◆ YOUR GOAL:
Copy the data below word for word, from its start down through the line containing "318 116 480 182", and leave the picture out.

-- start RECORD SET --

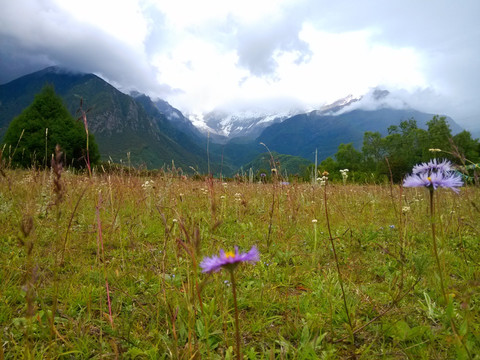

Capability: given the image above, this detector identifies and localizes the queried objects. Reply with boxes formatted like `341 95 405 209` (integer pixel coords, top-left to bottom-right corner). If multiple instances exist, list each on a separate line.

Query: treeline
318 116 480 182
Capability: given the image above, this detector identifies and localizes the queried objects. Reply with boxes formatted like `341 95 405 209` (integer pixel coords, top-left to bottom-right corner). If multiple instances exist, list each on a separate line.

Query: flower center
225 251 235 259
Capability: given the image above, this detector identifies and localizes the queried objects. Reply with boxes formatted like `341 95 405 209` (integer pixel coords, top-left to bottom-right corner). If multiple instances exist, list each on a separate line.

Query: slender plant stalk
430 188 448 304
323 180 353 331
429 187 472 359
96 193 113 328
229 269 242 360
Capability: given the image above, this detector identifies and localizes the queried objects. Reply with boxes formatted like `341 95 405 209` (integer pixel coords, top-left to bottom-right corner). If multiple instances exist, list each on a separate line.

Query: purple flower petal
403 167 463 193
200 246 260 273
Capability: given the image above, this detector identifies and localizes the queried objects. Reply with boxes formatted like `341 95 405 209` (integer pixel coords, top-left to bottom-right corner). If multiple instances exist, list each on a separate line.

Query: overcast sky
0 0 480 128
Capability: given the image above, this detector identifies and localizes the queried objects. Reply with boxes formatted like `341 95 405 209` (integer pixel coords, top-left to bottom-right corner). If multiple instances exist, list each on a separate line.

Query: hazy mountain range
0 67 462 174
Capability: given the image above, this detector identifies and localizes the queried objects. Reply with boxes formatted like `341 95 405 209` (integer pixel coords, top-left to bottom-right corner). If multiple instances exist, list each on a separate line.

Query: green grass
0 170 480 359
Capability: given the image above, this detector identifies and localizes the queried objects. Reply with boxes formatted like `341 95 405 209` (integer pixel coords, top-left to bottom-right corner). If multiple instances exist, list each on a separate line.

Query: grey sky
0 0 480 129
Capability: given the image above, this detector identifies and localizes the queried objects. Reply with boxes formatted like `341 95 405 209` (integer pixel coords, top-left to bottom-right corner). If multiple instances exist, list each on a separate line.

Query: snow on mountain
189 110 301 138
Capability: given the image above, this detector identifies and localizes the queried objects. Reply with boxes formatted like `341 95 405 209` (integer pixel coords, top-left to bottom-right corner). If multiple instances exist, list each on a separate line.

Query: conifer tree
3 85 100 168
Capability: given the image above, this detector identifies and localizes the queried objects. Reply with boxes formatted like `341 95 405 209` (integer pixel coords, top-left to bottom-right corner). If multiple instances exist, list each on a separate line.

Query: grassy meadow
0 170 480 359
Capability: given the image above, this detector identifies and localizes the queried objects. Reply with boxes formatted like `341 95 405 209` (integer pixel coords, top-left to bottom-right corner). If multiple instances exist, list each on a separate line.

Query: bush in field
3 85 100 168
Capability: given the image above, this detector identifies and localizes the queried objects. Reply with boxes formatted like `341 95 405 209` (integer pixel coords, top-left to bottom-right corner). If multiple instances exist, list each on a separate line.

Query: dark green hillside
257 108 461 161
0 67 211 171
4 86 100 167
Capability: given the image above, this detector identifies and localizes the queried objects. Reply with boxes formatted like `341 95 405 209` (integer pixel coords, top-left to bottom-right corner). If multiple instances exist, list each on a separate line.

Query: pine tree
3 85 100 168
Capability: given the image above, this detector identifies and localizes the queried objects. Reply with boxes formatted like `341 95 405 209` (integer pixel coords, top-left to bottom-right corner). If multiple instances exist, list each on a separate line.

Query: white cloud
0 0 480 129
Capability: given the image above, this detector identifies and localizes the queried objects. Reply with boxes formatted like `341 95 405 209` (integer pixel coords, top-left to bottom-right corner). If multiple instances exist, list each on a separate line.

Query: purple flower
200 246 260 273
412 159 452 174
403 171 463 194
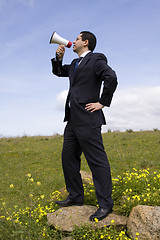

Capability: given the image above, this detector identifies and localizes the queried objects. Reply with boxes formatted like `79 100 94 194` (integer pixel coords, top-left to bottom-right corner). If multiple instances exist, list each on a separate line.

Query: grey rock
47 205 128 232
80 171 93 184
127 205 160 240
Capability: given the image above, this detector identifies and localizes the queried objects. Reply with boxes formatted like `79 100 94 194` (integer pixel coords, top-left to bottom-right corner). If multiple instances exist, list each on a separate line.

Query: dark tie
74 57 82 72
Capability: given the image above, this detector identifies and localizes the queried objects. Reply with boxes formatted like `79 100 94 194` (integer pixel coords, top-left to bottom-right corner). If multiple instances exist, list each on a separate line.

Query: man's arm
85 54 118 112
95 54 118 107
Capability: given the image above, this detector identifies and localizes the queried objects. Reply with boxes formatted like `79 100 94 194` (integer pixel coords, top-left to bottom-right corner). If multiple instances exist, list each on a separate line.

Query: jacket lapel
70 52 92 85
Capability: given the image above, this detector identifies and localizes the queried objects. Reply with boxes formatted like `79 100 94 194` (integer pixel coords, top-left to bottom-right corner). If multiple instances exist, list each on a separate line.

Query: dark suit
52 52 117 208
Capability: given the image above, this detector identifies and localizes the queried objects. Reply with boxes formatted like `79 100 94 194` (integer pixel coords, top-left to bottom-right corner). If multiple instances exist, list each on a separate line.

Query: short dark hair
80 31 97 52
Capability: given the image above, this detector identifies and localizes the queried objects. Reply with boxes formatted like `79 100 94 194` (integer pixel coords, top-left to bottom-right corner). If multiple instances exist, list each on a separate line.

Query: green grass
0 130 160 240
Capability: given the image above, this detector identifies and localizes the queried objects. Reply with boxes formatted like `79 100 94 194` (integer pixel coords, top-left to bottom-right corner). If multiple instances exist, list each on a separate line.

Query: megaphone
49 31 72 48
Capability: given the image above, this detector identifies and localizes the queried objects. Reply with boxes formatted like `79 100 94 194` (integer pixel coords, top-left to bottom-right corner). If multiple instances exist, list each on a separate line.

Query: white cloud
0 0 35 11
104 86 160 130
56 86 160 131
18 0 34 8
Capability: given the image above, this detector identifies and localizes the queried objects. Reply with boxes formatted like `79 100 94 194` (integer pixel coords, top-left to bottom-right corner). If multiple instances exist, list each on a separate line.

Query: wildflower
40 195 45 199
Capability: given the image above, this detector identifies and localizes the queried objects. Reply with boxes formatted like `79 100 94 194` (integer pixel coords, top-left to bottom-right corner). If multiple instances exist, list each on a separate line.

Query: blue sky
0 0 160 137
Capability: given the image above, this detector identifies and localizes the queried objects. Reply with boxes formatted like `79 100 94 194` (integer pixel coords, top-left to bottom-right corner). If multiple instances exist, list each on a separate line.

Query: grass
0 130 160 240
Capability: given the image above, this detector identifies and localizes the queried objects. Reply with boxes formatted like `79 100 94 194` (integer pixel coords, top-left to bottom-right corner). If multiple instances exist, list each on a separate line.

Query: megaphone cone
49 31 72 48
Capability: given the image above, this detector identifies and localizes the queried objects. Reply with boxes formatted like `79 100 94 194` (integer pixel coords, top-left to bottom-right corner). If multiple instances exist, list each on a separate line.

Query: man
51 31 117 221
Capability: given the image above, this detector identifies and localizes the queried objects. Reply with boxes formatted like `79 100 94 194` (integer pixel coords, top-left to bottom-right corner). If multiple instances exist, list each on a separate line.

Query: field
0 129 160 240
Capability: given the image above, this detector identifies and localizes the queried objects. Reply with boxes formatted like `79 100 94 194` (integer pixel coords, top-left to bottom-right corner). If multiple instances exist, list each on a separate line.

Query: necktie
74 57 82 72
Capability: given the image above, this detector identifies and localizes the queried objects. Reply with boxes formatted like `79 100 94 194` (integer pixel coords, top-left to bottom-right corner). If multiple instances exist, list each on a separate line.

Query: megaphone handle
56 53 61 76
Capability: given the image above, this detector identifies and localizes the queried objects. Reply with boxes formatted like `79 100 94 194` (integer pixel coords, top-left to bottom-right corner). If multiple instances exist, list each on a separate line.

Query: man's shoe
55 199 83 207
89 207 113 221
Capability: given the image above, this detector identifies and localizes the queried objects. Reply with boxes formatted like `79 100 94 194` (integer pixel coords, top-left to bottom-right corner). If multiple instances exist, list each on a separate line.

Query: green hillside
0 130 160 239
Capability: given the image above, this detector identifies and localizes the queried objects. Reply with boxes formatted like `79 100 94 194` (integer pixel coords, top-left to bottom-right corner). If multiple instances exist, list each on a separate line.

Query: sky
0 0 160 137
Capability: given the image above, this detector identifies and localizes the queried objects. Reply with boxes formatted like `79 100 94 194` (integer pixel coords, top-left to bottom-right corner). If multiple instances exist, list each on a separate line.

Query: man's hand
56 44 65 60
85 102 104 112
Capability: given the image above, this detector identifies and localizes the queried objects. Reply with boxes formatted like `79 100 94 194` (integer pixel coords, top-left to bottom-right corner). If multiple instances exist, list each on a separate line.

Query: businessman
51 31 117 221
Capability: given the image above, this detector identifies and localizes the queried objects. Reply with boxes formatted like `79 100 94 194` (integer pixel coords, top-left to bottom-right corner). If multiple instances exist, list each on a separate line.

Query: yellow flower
40 195 45 199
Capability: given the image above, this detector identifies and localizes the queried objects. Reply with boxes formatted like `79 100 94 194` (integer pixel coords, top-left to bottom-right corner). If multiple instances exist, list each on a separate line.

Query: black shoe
55 199 83 207
89 207 113 221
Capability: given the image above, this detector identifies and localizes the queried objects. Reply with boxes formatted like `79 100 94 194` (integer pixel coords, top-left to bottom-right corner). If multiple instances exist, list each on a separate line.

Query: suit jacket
51 52 117 125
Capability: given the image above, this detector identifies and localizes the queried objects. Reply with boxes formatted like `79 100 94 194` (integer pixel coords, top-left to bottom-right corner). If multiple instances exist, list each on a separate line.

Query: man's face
73 34 85 53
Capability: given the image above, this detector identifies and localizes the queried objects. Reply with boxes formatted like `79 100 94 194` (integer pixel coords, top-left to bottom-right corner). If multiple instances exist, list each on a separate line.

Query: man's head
73 31 96 55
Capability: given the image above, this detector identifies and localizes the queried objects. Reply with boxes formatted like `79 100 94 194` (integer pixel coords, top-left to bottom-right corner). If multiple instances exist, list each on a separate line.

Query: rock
127 205 160 240
80 171 93 184
47 205 128 232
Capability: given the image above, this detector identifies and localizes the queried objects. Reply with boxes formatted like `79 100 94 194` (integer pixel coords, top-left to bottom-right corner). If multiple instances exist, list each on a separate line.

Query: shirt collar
80 50 91 57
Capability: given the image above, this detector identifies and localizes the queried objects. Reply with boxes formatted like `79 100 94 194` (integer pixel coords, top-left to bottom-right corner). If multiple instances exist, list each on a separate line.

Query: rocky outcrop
127 205 160 240
47 205 128 232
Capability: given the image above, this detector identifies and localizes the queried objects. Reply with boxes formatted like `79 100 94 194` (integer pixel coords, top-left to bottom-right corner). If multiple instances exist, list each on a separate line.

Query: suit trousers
62 122 113 208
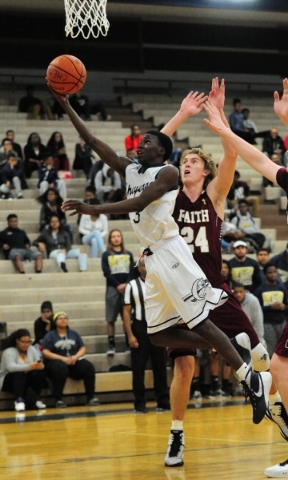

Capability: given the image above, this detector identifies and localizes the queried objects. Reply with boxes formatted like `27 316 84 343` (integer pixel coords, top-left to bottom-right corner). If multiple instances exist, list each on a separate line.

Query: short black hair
146 130 173 160
263 262 276 275
6 213 18 222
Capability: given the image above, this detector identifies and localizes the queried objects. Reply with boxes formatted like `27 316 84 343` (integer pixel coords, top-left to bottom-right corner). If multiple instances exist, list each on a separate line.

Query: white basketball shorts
145 235 228 334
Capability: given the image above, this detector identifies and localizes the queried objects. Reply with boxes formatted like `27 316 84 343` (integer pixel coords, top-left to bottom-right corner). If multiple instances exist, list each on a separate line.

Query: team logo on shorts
182 278 211 302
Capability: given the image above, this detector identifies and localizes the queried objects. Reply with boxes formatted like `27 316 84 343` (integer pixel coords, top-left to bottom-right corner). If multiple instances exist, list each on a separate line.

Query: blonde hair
180 148 217 188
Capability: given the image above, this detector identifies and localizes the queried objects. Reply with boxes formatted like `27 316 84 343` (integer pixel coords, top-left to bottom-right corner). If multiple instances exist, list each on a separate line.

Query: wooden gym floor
0 397 288 480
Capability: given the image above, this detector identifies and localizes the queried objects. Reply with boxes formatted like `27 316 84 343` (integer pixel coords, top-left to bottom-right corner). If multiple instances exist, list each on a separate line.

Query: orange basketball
46 55 86 95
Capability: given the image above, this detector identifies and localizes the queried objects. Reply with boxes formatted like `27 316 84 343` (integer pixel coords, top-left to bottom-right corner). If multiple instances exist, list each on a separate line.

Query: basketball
46 55 86 95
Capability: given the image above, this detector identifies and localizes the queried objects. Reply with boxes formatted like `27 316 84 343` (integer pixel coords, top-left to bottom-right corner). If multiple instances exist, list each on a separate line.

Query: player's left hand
180 91 208 117
274 78 288 126
208 77 225 110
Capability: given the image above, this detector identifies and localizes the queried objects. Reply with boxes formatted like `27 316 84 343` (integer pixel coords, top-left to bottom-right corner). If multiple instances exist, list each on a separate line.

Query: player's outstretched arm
47 82 131 176
62 165 178 216
161 91 208 137
274 78 288 127
203 102 281 184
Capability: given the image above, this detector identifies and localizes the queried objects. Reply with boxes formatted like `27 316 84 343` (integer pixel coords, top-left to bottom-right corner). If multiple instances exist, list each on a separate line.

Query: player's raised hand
61 200 100 217
180 91 208 117
208 77 225 110
45 77 69 105
203 101 229 135
274 78 288 127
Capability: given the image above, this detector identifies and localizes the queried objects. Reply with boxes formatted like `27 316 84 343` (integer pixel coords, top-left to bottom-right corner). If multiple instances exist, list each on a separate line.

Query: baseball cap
233 240 247 248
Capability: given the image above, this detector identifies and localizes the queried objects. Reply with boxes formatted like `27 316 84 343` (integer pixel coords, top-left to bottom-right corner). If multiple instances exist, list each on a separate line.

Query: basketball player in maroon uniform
202 78 288 478
162 79 288 467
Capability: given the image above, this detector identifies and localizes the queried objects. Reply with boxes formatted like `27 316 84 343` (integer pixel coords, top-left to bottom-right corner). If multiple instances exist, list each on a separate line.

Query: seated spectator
91 102 111 122
124 124 143 153
87 160 104 188
37 187 73 243
255 262 288 357
47 132 70 172
229 240 261 293
18 85 54 120
95 163 123 203
33 215 87 273
0 138 18 169
6 129 23 160
24 132 47 178
229 98 256 144
227 170 260 218
0 213 43 273
242 108 269 143
0 152 24 200
79 198 108 258
233 283 266 347
256 247 282 283
123 258 170 413
42 312 99 408
101 229 134 355
33 300 53 344
230 199 266 250
69 91 91 120
37 152 67 200
0 328 46 412
269 243 288 290
262 127 286 165
73 137 95 178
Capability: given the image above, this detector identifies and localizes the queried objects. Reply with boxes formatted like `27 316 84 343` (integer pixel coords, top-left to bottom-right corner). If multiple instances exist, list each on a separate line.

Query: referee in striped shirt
123 258 170 413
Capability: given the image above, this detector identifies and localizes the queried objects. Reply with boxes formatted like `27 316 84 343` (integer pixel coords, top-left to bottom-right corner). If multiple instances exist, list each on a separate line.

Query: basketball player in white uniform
48 85 271 423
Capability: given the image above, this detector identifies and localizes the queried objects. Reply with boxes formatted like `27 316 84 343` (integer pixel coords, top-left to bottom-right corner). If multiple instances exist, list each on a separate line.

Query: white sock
235 363 251 384
171 420 183 430
269 392 282 405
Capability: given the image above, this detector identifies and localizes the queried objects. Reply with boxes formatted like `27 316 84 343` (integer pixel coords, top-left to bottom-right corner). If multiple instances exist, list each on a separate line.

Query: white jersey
126 163 179 248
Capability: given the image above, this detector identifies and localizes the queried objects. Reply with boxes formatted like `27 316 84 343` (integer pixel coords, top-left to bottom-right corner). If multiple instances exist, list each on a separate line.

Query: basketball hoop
64 0 110 40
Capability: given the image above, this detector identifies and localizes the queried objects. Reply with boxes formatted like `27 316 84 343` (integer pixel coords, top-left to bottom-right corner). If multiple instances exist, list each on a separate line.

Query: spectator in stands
230 199 266 250
69 91 91 120
0 328 46 412
0 152 23 200
262 127 286 165
269 243 288 290
33 215 87 273
242 108 269 143
229 240 261 293
229 98 256 144
79 198 108 258
91 102 111 122
0 138 18 169
256 247 283 283
0 213 43 273
24 132 47 178
38 151 67 200
95 163 124 203
123 258 170 413
73 137 95 178
227 170 259 218
125 124 143 153
6 129 23 160
102 229 134 355
18 85 54 120
42 311 99 408
47 132 70 172
87 160 104 189
233 283 266 347
37 187 73 243
255 262 288 357
33 300 53 349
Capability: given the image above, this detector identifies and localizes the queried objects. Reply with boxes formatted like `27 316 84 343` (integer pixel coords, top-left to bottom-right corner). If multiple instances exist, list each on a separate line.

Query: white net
64 0 110 39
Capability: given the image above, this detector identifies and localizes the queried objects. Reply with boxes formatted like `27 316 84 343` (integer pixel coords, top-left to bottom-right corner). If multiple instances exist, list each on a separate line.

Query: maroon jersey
173 191 224 287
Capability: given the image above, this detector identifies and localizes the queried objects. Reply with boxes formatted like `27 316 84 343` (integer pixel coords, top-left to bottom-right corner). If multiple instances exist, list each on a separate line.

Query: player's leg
164 355 194 467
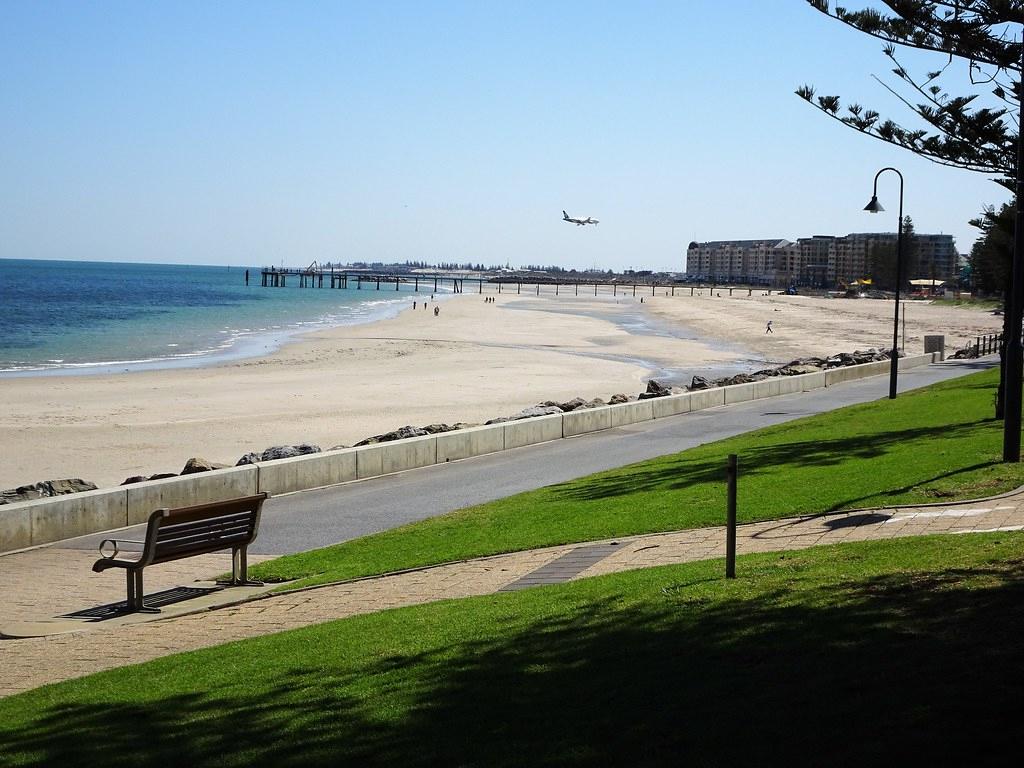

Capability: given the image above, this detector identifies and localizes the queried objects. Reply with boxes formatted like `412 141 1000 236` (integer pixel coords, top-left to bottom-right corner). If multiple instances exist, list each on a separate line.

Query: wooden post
725 454 737 579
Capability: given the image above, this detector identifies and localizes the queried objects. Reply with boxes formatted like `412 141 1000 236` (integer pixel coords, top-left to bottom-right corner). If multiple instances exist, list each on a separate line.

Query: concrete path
0 488 1024 695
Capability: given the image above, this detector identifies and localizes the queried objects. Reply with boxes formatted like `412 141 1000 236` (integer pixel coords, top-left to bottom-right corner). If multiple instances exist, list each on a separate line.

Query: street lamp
864 168 903 400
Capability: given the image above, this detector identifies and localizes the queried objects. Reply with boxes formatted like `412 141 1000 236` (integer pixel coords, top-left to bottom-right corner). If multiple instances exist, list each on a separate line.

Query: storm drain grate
60 587 222 622
498 542 618 592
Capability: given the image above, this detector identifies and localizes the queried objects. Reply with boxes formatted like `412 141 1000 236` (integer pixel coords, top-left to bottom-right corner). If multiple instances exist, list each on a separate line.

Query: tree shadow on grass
0 560 1024 767
552 420 997 510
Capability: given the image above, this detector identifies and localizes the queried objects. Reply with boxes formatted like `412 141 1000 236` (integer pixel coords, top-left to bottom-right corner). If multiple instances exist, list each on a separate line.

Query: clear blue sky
0 0 1009 269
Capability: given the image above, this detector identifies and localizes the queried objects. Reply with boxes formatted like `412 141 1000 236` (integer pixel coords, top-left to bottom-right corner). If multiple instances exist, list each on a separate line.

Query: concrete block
650 392 690 419
925 334 946 362
899 352 932 371
125 464 258 525
256 449 358 496
772 376 804 394
29 487 128 545
608 397 660 427
794 371 825 392
722 382 756 403
355 434 437 478
435 417 507 464
354 443 384 480
502 414 569 451
562 406 611 437
0 502 35 552
690 387 726 411
825 366 864 387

-- end RECORD SET --

◆ OUTPUT:
Capability: given the image above, this detector identifies and localizes the queried objects. Reply with boxes formatted like `341 95 405 209` (integer pixel coords, top-left to bottom-right corner). If multiple instances exist, list each on a separate line.

Query: treeline
318 116 480 182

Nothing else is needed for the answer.